— Begin Supplied material —

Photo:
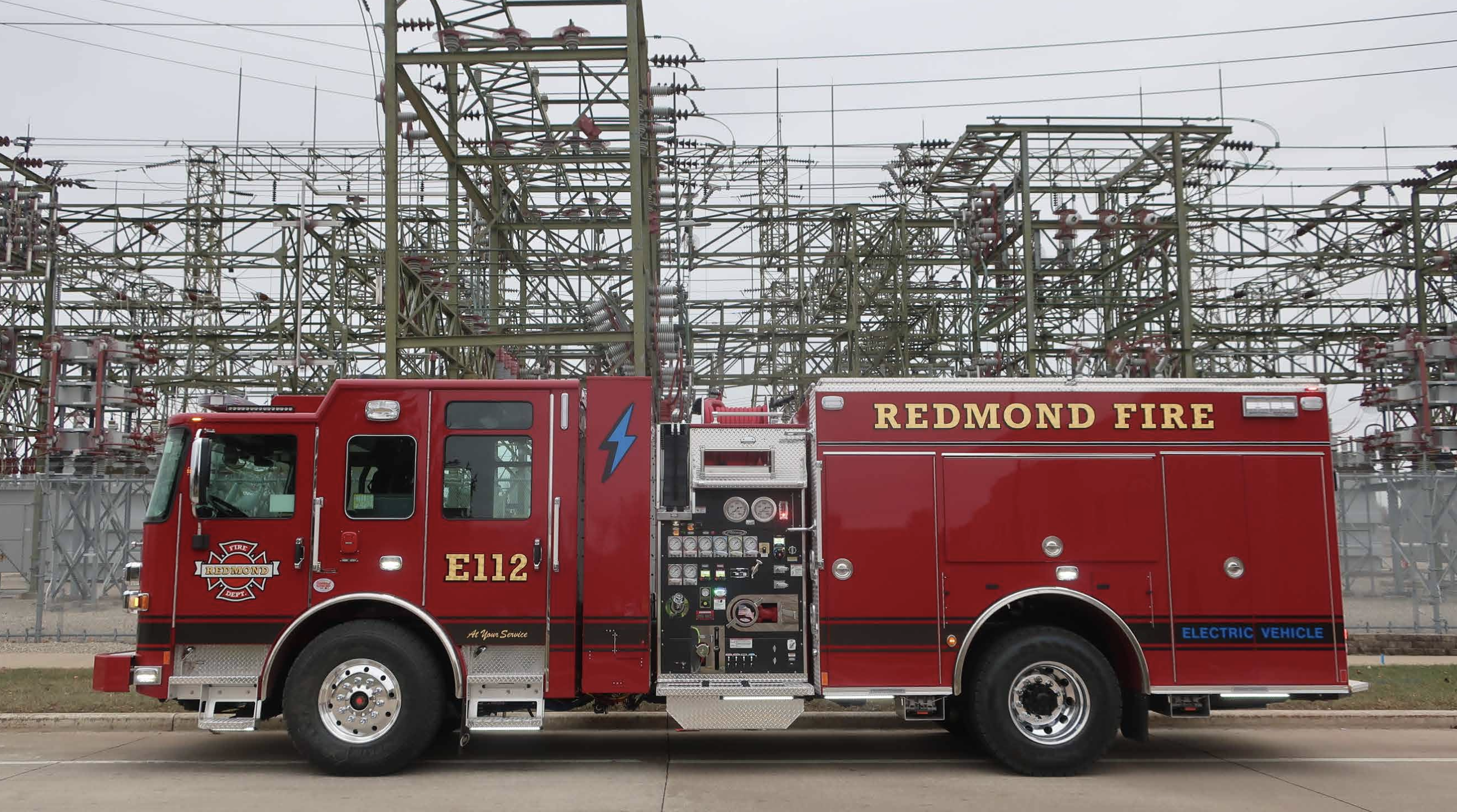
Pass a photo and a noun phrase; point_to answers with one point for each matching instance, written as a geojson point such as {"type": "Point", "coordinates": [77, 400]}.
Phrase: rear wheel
{"type": "Point", "coordinates": [363, 699]}
{"type": "Point", "coordinates": [1045, 702]}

— End Supplied material —

Copy these records word for word, leaving out the pictures.

→ Right answer
Photo:
Pass a photo and a noun phrase; point_to answers with one point for each matching instance, written as a geojson point such as {"type": "Point", "coordinates": [77, 400]}.
Phrase: rear wheel
{"type": "Point", "coordinates": [363, 699]}
{"type": "Point", "coordinates": [1045, 702]}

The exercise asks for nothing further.